▶ **所给材料**:
• • • • •
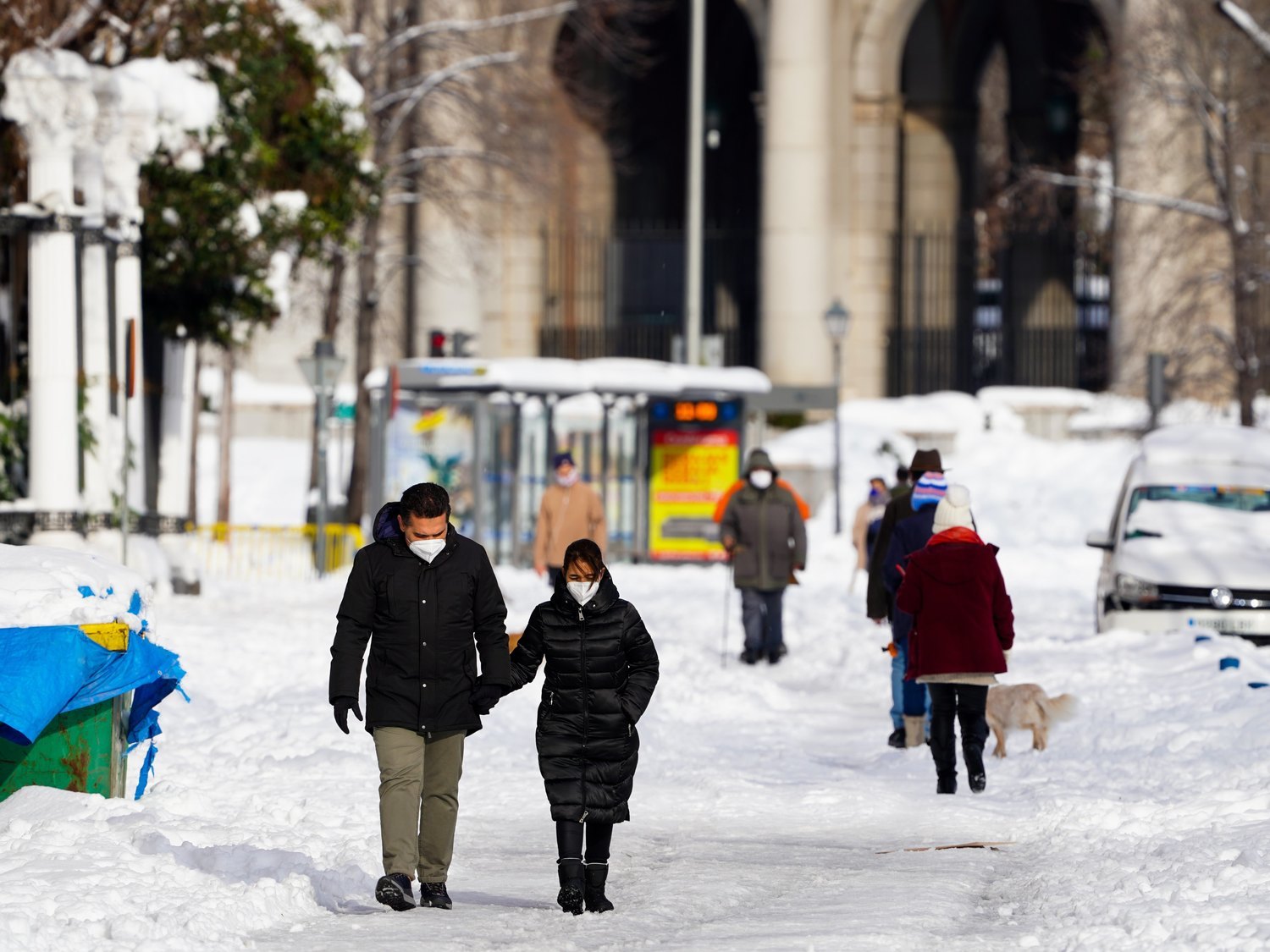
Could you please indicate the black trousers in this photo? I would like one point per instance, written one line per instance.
(599, 835)
(967, 703)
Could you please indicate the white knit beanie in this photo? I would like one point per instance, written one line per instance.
(954, 509)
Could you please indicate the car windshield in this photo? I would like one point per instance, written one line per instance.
(1155, 510)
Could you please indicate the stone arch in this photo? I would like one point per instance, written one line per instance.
(881, 42)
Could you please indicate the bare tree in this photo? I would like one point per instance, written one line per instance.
(451, 104)
(1194, 70)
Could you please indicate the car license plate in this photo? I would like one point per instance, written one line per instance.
(1232, 625)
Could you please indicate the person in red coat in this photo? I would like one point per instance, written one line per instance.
(963, 625)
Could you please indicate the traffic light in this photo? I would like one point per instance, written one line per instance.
(436, 343)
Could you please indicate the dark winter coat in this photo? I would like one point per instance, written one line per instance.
(878, 597)
(908, 537)
(426, 622)
(770, 535)
(601, 669)
(963, 619)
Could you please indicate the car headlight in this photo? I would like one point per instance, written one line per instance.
(1130, 588)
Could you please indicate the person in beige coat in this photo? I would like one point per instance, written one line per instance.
(869, 520)
(571, 509)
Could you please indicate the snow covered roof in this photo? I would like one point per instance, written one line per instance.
(1194, 454)
(550, 375)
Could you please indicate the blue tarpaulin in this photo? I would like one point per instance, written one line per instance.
(56, 668)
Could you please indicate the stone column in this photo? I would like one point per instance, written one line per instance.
(797, 201)
(101, 466)
(137, 140)
(175, 428)
(48, 96)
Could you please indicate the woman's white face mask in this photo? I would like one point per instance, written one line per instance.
(761, 479)
(428, 548)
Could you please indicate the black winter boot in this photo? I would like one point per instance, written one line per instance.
(571, 885)
(433, 894)
(394, 890)
(596, 899)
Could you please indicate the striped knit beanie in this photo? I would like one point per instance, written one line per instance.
(930, 490)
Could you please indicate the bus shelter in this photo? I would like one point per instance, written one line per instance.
(660, 442)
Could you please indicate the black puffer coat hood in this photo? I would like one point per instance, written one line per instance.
(601, 670)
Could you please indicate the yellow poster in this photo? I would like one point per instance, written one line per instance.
(690, 471)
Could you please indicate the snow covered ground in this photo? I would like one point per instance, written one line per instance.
(766, 800)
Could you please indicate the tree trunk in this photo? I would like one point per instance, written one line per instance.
(1245, 254)
(223, 502)
(192, 503)
(367, 304)
(330, 324)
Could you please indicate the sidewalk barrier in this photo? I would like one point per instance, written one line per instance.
(271, 553)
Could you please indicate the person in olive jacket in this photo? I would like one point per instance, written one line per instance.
(601, 669)
(766, 540)
(427, 602)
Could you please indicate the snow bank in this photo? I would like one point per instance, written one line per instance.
(42, 586)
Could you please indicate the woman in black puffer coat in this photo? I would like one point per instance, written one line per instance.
(599, 677)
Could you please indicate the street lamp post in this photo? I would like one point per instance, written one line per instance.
(322, 371)
(837, 320)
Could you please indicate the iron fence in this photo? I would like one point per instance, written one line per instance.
(620, 292)
(1036, 312)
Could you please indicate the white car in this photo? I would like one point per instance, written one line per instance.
(1189, 543)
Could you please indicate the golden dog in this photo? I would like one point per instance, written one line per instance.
(1025, 706)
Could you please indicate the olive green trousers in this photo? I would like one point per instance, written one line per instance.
(418, 800)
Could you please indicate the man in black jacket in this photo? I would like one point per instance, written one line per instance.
(427, 601)
(881, 598)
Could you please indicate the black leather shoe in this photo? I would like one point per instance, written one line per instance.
(394, 891)
(433, 894)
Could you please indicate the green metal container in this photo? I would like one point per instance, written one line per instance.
(81, 751)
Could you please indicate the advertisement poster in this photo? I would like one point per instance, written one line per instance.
(690, 471)
(433, 443)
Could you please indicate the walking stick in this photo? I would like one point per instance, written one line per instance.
(726, 614)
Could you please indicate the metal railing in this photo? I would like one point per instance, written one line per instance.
• • • • •
▶ **题目**: 逐字照抄材料中从含有“Could you please indicate the stone arch”的那一行起、到含有“(1232, 625)”的那一行止的各行，首尾两行都包括在内，其余各行一概不抄。

▶ **参考解答**:
Could you please indicate the stone arch in this photo? I would like one point per instance, written one line per instance.
(881, 42)
Could you please indicate the bare tree in this photo? I would like one point per instance, written one line per instance.
(451, 104)
(1194, 70)
Could you please indicate the car license plate in this photo? I would like one point per instance, written one line per instance.
(1232, 625)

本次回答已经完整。